§ RECORD EXCERPTS
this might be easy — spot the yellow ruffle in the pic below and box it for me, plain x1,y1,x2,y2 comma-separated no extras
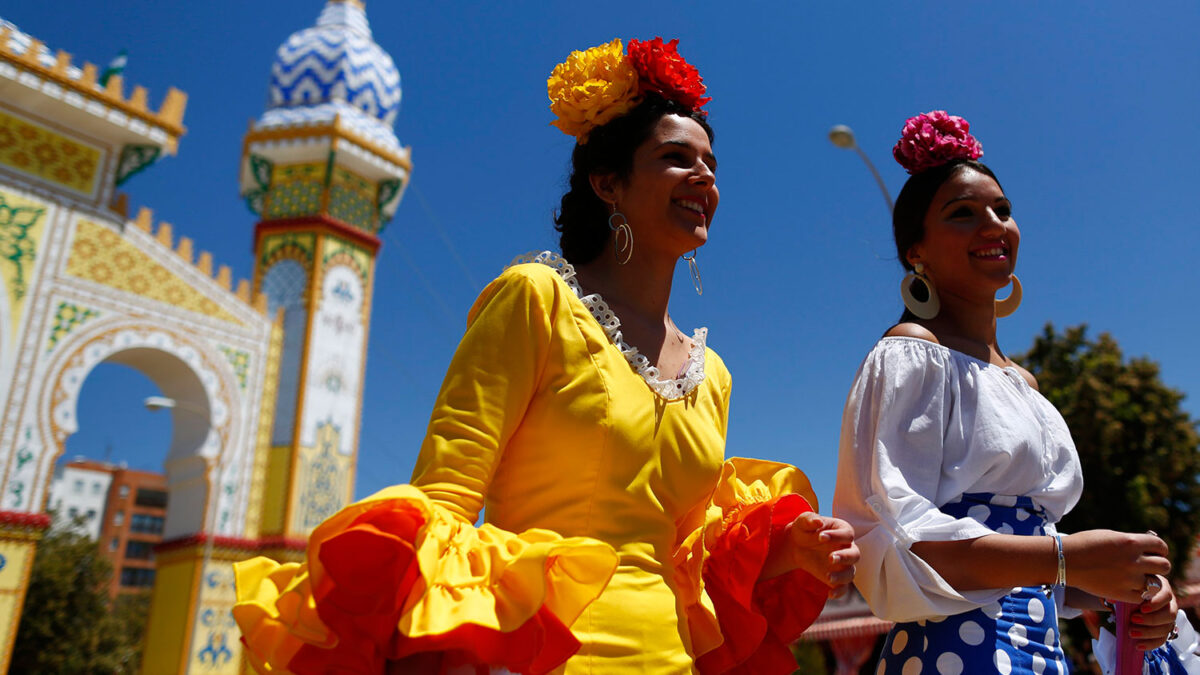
673,458,818,659
233,484,618,674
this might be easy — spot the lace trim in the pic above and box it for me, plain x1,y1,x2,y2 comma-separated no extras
508,250,707,401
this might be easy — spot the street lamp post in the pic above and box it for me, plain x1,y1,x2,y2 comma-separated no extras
829,124,894,214
144,395,225,665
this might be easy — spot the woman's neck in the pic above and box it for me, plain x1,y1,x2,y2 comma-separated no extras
574,249,676,323
925,290,1004,361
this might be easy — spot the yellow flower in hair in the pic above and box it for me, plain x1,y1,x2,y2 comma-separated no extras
547,39,640,142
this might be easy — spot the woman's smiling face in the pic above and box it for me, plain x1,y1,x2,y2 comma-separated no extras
908,167,1019,304
596,114,718,260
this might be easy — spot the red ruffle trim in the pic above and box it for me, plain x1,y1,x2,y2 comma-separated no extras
694,494,829,675
266,501,579,675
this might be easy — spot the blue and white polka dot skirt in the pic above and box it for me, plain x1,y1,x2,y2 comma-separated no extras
876,492,1067,675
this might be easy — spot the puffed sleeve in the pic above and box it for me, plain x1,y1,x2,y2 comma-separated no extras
411,264,559,521
232,487,617,675
832,339,1005,622
232,265,618,675
674,458,830,675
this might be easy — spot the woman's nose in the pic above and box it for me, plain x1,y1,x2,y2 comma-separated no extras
980,207,1006,232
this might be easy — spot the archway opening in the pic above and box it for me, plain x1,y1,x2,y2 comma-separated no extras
49,346,217,603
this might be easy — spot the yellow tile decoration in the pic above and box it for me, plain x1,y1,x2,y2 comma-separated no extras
189,560,241,674
217,345,250,388
292,422,351,535
322,236,371,283
329,165,376,231
0,190,49,346
265,162,324,219
65,220,242,325
0,110,102,195
259,231,315,269
46,301,100,352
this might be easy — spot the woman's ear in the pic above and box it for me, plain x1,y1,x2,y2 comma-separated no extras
905,244,924,270
588,171,619,208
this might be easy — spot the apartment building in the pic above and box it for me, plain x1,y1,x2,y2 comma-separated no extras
48,459,168,598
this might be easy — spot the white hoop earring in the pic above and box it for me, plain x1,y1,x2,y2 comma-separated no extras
608,210,633,265
900,263,939,319
682,251,702,296
995,274,1022,318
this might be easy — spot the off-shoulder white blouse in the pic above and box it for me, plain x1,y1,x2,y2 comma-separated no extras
833,337,1083,622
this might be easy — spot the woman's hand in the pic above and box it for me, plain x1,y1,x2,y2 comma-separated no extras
762,512,860,598
1128,575,1180,651
1062,530,1171,603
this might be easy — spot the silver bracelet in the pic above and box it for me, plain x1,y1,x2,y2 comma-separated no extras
1052,534,1067,588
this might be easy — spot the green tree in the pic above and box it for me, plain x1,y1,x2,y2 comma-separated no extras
1018,324,1200,671
791,639,830,673
11,526,145,674
1017,324,1200,573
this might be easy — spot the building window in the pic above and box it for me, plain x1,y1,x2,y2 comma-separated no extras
85,509,96,521
125,540,155,560
119,485,129,499
109,538,119,552
73,479,84,493
130,514,165,535
67,507,79,519
113,511,124,527
119,567,156,588
92,482,103,495
135,489,168,509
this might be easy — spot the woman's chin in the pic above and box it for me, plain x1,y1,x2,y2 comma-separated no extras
681,228,708,251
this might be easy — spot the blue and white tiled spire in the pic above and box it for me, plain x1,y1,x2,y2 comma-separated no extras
255,0,402,152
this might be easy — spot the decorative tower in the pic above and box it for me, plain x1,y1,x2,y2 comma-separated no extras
240,0,409,538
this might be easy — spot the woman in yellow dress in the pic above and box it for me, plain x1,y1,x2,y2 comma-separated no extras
233,38,859,675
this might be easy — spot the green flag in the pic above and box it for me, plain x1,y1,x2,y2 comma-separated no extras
99,49,127,87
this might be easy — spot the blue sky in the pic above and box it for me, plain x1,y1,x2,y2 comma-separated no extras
10,1,1198,511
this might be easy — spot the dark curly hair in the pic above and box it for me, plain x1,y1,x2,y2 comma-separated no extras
892,158,1004,321
554,94,714,264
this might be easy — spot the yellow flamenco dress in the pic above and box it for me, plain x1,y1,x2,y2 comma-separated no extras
234,252,829,674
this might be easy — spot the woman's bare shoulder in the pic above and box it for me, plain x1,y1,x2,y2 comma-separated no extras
1009,363,1040,391
883,322,939,343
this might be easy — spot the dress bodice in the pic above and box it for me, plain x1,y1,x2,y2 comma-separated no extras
833,336,1084,622
410,253,733,672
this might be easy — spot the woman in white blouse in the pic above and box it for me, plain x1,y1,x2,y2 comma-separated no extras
833,111,1180,675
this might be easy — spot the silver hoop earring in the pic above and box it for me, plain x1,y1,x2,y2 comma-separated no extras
900,263,939,319
995,274,1022,318
682,251,702,296
608,210,633,265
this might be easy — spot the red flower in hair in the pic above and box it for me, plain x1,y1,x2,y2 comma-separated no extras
627,38,711,111
892,110,983,175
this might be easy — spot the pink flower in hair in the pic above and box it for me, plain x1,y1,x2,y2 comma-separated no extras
892,110,984,175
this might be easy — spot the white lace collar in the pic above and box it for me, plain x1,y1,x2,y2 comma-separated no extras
509,251,707,401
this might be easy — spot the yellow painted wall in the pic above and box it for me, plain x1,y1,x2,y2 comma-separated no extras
243,318,283,539
260,446,292,535
0,535,38,673
141,553,199,675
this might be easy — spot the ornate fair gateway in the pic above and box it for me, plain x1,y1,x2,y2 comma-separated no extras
0,0,409,671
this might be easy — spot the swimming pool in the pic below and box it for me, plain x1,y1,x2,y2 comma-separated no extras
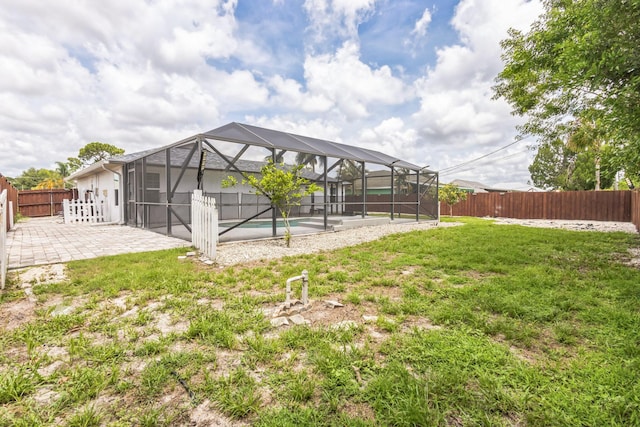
219,219,303,229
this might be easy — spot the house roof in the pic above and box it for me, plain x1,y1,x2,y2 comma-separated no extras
110,122,431,172
67,144,335,182
449,179,514,193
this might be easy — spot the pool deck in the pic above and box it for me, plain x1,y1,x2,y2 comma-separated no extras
6,216,190,269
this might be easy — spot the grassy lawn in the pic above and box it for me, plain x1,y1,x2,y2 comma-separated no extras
1,218,639,426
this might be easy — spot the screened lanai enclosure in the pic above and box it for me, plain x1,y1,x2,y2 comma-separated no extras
112,122,438,242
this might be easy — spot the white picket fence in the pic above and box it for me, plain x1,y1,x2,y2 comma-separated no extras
191,190,218,259
63,199,105,224
1,190,8,290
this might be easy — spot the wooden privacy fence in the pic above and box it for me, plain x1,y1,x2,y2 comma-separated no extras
18,189,77,217
0,175,18,231
191,190,218,259
344,194,439,219
63,199,105,224
632,191,640,232
441,190,634,223
1,190,8,289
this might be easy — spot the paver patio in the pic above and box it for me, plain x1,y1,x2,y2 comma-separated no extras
6,216,191,269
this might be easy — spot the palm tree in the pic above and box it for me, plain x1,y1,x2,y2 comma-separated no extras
337,160,364,195
394,168,411,195
34,170,64,189
55,161,71,178
264,151,287,163
295,152,325,173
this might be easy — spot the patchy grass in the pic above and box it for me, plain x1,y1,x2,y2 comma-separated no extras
1,219,639,426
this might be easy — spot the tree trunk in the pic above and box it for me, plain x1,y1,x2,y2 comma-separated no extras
595,154,601,190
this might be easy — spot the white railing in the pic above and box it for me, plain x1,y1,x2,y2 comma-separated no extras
191,190,218,259
63,199,105,224
1,190,7,290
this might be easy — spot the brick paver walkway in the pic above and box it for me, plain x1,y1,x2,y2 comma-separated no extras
6,217,191,269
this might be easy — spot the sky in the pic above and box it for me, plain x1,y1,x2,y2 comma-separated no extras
0,0,544,189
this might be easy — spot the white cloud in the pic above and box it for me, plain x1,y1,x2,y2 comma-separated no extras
0,0,274,177
303,0,376,43
304,41,410,119
359,118,418,163
411,0,543,185
411,8,432,38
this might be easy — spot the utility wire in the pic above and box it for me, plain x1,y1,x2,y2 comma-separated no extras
438,136,531,174
439,149,529,177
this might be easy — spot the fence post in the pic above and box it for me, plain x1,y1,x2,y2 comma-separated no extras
1,190,7,289
8,201,13,229
63,199,70,224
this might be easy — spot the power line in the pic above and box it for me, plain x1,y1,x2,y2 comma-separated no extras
439,149,529,177
438,136,531,174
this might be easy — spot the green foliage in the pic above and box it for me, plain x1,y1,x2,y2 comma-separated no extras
438,183,468,216
66,405,102,427
295,152,324,173
494,0,640,178
0,367,37,404
9,167,62,190
529,139,616,190
223,160,322,247
8,142,123,190
77,142,125,167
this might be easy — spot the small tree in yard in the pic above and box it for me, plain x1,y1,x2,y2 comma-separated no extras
439,183,468,216
223,161,322,247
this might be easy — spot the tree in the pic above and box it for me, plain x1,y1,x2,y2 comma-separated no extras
33,170,64,190
223,161,322,247
394,168,411,195
295,152,325,173
77,142,125,167
438,184,468,217
9,168,57,190
494,0,640,178
66,157,83,173
337,160,363,195
529,139,615,190
528,139,574,190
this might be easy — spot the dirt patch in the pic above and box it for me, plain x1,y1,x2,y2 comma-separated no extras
626,248,640,268
0,298,36,331
341,401,376,422
492,218,638,233
13,263,67,287
1,264,70,332
191,399,246,426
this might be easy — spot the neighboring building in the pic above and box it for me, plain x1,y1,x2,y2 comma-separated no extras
448,179,515,194
65,160,124,223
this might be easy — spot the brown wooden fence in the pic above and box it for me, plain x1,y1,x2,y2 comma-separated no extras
344,194,439,219
632,191,640,232
0,175,18,231
18,189,77,218
440,190,634,223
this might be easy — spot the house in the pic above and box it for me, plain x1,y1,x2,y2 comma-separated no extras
448,179,515,194
66,122,438,240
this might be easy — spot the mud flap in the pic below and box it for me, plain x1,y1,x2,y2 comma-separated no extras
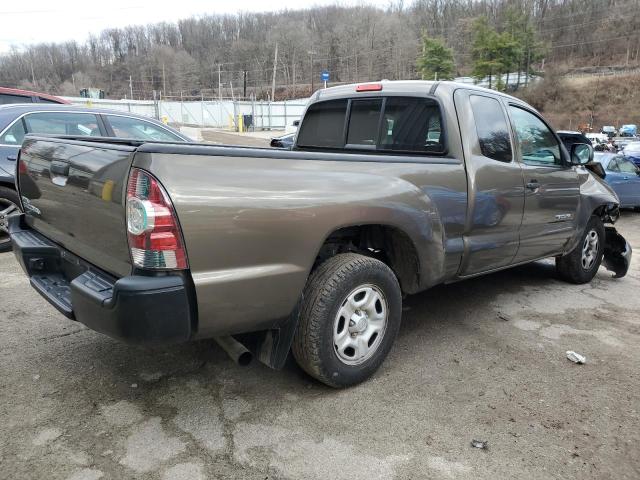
602,227,632,278
238,296,302,370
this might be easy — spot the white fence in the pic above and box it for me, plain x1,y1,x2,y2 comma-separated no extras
62,96,309,131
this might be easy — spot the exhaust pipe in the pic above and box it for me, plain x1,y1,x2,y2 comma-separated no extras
214,336,253,366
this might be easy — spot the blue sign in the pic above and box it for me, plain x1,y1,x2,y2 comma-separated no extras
320,70,330,82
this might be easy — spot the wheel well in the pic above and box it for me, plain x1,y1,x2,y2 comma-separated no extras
314,225,420,293
592,203,619,224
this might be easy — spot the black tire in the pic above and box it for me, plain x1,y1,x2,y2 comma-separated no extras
292,253,402,388
556,215,605,284
0,186,21,253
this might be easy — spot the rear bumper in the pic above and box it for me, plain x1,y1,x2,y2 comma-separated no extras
9,215,195,344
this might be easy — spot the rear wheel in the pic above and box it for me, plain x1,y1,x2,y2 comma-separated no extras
292,253,402,388
0,187,21,253
556,215,605,284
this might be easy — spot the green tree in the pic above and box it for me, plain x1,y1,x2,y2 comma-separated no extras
503,9,547,90
471,18,500,88
471,17,521,91
416,33,455,81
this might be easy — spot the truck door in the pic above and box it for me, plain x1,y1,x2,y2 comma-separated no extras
453,90,525,276
506,105,580,262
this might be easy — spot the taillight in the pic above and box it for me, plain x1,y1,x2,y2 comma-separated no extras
18,153,28,175
126,168,188,270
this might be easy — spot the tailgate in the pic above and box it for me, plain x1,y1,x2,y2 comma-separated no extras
17,136,137,277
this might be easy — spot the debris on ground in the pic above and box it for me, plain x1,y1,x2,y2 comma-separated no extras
497,312,510,321
471,439,488,449
566,351,586,364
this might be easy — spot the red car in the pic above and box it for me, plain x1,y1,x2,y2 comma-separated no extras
0,87,69,105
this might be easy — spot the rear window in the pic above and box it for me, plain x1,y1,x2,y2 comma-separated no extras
38,97,63,104
296,99,347,148
346,99,382,147
378,97,443,153
297,96,445,154
0,93,32,104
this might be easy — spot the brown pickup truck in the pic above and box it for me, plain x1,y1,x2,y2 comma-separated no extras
9,81,631,387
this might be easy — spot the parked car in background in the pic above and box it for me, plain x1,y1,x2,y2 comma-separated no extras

§ WORK ORDER
Starting at the line that contains "this might be easy — spot the rear window", copy each line through the last line of the listing, and copy nothing else.

§ RESULT
this might be easy — spot the rear window in the pic above and box it for me, plain x1,y1,x2,y2 comma-separated no extras
38,97,63,104
296,99,347,148
346,99,382,147
378,97,443,153
297,96,445,154
0,93,32,104
this might be easy — spot the brown pickup truck in the pic above and box it for me, plain x1,y1,x2,y2 comma-separated no extras
9,81,631,387
this might be easy — spot the parked car in background in the pic above and box it for me, plain x1,y1,x2,y2 comma-separated no extras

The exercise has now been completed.